(Extract)
-- Start --

Here's the code, I've tried to comment as much as possible:

<?php

// #########################################################################
// Define some things...

// Your domain name, if this isn't right.. then set it manually by removing _getenv('SERVER_NAME')
define('DOMAIN', $_SERVER['SERVER_NAME']);

// Blacklist file, no need to edit
define('BLFILE', $_SERVER['DOCUMENT_ROOT'] . '/blacklist.txt');

// IP Address, no need to edit.
define('IPADDR', get_ip());

// #########################################################################
// Functions

/**
* Gets the ip address
*
* @param  none
* @return string
*/
function get_ip()
{
    if ($_SERVER['HTTP_X_FORWARDED_FOR'])
    {
        if (preg_match_all("#[0-9]{1,3}.[0-9]{1,3}.[0-9]{1,3}.[0-9]{1,3}#s", $_SERVER['HTTP_X_FORWARDED_FOR'], $ips))
        {
            while (list($key, $val) = @each($ips[0]))

-- End --

(Supplied information)
-- Start --

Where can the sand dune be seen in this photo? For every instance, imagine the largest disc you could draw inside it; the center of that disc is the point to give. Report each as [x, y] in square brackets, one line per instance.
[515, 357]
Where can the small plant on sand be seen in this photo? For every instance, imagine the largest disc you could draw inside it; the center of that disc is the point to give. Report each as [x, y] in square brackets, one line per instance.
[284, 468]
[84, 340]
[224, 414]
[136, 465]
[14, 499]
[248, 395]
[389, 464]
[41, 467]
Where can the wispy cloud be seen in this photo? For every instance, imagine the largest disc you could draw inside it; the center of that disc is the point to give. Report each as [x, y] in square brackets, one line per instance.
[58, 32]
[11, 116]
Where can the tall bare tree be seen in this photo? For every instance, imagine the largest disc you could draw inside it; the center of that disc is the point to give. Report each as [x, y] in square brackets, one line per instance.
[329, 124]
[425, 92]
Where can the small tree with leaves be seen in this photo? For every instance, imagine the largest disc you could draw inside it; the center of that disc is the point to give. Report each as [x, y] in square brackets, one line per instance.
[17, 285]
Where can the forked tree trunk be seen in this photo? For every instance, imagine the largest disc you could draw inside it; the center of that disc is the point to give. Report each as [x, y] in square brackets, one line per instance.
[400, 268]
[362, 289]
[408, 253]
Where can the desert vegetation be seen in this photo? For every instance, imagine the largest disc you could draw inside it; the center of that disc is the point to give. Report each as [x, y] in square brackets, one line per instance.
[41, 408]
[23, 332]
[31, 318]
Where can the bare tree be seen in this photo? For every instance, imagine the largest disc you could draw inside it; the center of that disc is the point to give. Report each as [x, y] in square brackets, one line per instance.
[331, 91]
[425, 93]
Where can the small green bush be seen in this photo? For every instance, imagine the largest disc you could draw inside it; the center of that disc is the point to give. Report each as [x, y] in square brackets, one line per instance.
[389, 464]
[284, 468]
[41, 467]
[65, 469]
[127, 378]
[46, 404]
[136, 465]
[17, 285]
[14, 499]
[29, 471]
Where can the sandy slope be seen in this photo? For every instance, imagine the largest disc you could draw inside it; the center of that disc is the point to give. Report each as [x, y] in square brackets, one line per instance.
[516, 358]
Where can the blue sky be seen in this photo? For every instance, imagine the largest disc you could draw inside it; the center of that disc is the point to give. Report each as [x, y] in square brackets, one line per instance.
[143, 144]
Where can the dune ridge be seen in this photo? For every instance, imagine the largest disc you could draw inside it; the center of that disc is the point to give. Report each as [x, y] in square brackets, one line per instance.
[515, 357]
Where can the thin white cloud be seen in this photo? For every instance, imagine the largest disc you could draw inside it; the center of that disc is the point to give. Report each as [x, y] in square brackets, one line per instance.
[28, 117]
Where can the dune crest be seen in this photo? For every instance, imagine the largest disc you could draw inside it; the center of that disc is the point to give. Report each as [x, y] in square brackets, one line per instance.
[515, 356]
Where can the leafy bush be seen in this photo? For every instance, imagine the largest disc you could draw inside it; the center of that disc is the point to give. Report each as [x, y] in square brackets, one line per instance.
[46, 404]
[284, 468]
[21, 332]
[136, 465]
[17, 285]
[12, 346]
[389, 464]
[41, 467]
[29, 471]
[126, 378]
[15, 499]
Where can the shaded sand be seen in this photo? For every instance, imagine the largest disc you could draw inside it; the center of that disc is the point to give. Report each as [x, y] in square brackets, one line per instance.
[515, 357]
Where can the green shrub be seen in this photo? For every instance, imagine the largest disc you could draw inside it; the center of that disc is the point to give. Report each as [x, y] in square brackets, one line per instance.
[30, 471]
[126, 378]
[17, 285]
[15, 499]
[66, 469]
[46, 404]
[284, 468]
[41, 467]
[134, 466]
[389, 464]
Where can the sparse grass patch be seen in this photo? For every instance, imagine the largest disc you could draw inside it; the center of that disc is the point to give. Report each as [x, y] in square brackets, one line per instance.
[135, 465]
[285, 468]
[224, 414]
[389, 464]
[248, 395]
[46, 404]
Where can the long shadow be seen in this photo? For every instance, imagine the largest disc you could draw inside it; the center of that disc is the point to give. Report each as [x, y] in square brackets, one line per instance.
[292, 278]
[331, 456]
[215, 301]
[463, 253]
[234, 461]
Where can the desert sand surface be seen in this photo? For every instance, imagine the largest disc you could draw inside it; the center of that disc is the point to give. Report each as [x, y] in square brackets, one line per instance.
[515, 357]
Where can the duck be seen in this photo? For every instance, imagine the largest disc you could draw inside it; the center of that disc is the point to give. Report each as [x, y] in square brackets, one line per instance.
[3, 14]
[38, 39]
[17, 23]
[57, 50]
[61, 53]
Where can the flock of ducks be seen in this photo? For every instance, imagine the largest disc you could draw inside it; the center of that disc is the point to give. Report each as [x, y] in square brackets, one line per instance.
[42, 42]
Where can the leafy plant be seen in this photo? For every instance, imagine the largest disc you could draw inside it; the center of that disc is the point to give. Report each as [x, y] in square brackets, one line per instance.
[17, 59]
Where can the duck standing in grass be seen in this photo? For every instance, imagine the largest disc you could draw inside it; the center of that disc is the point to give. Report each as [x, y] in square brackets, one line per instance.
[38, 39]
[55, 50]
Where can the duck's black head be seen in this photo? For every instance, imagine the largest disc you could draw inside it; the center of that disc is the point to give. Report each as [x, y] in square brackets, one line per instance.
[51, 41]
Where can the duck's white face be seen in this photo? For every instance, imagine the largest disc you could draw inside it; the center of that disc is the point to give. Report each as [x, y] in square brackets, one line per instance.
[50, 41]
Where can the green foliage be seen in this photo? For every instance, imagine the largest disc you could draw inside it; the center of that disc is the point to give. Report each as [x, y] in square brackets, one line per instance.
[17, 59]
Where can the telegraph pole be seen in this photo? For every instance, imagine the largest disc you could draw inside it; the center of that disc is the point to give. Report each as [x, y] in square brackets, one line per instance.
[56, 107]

-- End --

(Problems to solve)
#1 From the code, return the part from "define('IPADDR', get_ip());" up to and including "function get_ip()".
#2 Answer these questions about the code:
(a) What is the name of the blacklist file?
(b) Which function provides the value for IPADDR?
(c) Which server variable does get_ip() check first?
The items are separate material and are not part of the code.

(Solution list)
#1
define('IPADDR', get_ip());

// #########################################################################
// Functions

/**
* Gets the ip address
*
* @param  none
* @return string
*/
function get_ip()

#2
(a) blacklist.txt
(b) get_ip()
(c) HTTP_X_FORWARDED_FOR